_Jobs_:
**1)** Answer these questions using the preserve article:
(a) How much money did the couple donate?
(b) What company did Jack and Laura Dangermond found?
(c) About how much did the previous owner pay for the ranch 10 years ago?
**2)** Repeat the passage of the preserve article word for word, beginning at the words "Good news for" and stopping after "The Nature Conservancy.".
-- Start Source --
Good news for the environment comes from California today, and from a part of the state very near the hillsides that have suffered the economic and environmental devastation of the recent wildfires. A renowned tract of undeveloped California coastal land totaling more than 24,000 acres, or about 38 square miles, has been purchased by The Nature Conservancy (TNC) for permanent preservation, thanks to a $165 million donation by a wealthy tech-industry couple. The donation, the largest single gift TNC has ever received, is significant in its immediate effects, and it has the potential to matter even more through the longer-term example it aspires to set.

Fifty years ago, Jack and Laura Dangermond car camped during their honeymoon on the very land they would donate to The Nature Conservancy.

The tract includes hills and canyons, grasslands and brush, 2,000 acres of coastal live-oak stands containing perhaps 1 million trees, a creek, parts of the Santa Ynez Mountains – and a full eight miles of the bluffs and beaches that make up the coastline around Point Conception, west of Santa Barbara. The benefactors are Jack and Laura Dangermond, who founded and still run the Esri mapping company in the small southern California town of Redlands where they both grew up. (For the record: I have known the Dangermonds for many years, having grown up in the same town at about the same time.)

The tract will be called the Jack and Laura Dangermond Preserve. It has been informally known as the Bixby Ranch, after the family that owned it and a lot more of Southern California starting in the late 1800s. (More recently the land has been known as the Cojo and Jalama ranches.) Cattle have grazed here since the ranch’s founding, but the land still very much has the look and the ecological characteristics of the wild. Crucially, it has never been subdivided, converted to malls or mansions, or otherwise commercially developed. With today’s announcement, it never will be – a different outcome than many conservationists feared over the past decade, when the land was owned by a Boston fund that has specialized in coastal-development projects.

The rugged terrain includes more than 2,000 acres of coastal live-oak stands containing an estimated 1 million trees.

The TNC representatives I spoke with about this nature preserve, along with Jack Dangermond himself, were careful to say nothing whatsoever about these previous owners. But the group’s identity and track record are easy to figure out from online sources. When it bought the ranch for some $136 million 10 years ago, just before the worldwide financial and real-estate crash, its lawyer gave a non-denial denial to local citizens concerned about commercial development. Under terms of the sale, the land could have been broken into more than 100 parcels. But according to Ethan Stewart of the Santa Barbara Independent, the hedge fund’s lawyer said everyone should calm down. After all, he said, his clients “absolutely do not have any specific plans yet for the land.” In the financial and regulatory conditions of the decade that followed, it turned out that they were not able to pursue any.

Point Conception is evident on a map as the place where the California coast takes a 90-degree turn. On one side of it, stretching toward Santa Barbara and Ventura and beyond them to Los Angeles, the coast runs nearly east-west. On the other side, heading up toward Monterey and San Francisco, the coast runs mainly north-south. (Immediately north and west of the Dangermond Preserve is Vandenberg Air Force Base, which is still in active use as a launching site for rockets and missiles.) The headland of Point Conception juts out into the Pacific at the corner where the coast makes its turn, with one of the earliest lighthouses built along the California coast.
-- End Source --
-- Start Given entries --
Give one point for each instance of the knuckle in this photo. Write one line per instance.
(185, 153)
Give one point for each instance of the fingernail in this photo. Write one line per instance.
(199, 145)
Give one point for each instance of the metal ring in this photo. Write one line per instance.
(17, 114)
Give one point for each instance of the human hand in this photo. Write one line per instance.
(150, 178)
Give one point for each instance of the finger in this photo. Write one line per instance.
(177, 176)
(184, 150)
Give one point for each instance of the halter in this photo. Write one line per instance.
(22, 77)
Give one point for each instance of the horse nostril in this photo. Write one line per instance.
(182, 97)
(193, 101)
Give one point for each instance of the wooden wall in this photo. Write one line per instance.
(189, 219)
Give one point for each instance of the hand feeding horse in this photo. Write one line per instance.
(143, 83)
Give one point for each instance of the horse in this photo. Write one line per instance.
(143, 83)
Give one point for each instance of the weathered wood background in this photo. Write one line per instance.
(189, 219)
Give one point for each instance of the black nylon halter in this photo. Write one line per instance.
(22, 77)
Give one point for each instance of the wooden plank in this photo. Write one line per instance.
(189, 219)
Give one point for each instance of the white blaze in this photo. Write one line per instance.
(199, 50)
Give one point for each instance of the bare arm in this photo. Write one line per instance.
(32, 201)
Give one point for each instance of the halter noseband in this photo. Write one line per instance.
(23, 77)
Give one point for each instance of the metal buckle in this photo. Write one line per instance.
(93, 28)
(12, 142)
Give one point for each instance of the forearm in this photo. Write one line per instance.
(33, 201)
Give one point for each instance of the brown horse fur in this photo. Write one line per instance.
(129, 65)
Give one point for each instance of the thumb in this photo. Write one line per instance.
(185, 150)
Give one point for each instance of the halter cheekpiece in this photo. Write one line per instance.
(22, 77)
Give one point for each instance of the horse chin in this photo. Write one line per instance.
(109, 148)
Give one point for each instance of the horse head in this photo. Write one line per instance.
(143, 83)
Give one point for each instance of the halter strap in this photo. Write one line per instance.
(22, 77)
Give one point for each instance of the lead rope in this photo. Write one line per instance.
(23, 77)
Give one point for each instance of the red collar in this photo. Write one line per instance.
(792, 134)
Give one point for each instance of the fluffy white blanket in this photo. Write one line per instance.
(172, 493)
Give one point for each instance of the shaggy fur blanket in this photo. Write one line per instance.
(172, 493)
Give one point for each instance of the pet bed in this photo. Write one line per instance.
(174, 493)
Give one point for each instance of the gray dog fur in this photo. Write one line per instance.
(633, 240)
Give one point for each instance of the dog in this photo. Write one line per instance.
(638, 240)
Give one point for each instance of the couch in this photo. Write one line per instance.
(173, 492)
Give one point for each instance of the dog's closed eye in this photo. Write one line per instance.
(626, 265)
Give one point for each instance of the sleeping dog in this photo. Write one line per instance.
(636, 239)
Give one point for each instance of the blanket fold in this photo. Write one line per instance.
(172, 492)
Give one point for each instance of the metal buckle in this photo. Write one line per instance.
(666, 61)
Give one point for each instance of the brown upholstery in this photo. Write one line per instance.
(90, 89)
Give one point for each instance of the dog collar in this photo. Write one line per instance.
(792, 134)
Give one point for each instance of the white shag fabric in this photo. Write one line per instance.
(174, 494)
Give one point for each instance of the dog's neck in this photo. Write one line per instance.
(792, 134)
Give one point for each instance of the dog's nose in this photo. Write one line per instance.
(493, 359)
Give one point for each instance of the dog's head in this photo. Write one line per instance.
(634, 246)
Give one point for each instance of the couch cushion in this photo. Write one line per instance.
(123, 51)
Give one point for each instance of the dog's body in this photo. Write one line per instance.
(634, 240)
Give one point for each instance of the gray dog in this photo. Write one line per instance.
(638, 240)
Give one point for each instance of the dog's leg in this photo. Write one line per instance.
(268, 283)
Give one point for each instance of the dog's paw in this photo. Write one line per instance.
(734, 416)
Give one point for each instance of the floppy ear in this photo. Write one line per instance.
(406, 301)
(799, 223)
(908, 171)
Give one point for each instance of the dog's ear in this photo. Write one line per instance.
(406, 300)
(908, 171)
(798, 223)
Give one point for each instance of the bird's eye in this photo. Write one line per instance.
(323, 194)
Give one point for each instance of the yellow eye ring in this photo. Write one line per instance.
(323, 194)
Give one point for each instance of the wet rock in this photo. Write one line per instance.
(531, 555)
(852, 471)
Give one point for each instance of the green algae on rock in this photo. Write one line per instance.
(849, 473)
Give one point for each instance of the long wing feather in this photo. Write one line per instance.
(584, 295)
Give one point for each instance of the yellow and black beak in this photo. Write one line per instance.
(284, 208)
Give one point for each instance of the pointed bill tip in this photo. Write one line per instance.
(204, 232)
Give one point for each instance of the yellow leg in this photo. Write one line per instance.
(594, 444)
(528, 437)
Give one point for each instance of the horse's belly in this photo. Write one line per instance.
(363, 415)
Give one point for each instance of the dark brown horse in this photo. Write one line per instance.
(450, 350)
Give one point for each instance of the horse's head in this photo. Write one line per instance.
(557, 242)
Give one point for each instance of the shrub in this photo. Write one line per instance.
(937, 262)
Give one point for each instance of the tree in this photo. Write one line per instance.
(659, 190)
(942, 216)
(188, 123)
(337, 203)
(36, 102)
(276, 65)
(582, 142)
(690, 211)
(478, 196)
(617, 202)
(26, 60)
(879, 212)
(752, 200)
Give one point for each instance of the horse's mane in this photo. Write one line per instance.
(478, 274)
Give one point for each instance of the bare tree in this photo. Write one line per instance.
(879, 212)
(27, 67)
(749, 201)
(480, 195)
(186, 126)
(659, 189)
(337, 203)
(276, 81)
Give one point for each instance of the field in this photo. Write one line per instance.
-- End Given entries --
_Per-task outputs_:
**1)**
(a) $165 million
(b) The Esri mapping company
(c) Some $136 million

**2)**
Good news for the environment comes from California today, and from a part of the state very near the hillsides that have suffered the economic and environmental devastation of the recent wildfires. A renowned tract of undeveloped California coastal land totaling more than 24,000 acres, or about 38 square miles, has been purchased by The Nature Conservancy (TNC) for permanent preservation, thanks to a $165 million donation by a wealthy tech-industry couple. The donation, the largest single gift TNC has ever received, is significant in its immediate effects, and it has the potential to matter even more through the longer-term example it aspires to set.

Fifty years ago, Jack and Laura Dangermond car camped during their honeymoon on the very land they would donate to The Nature Conservancy.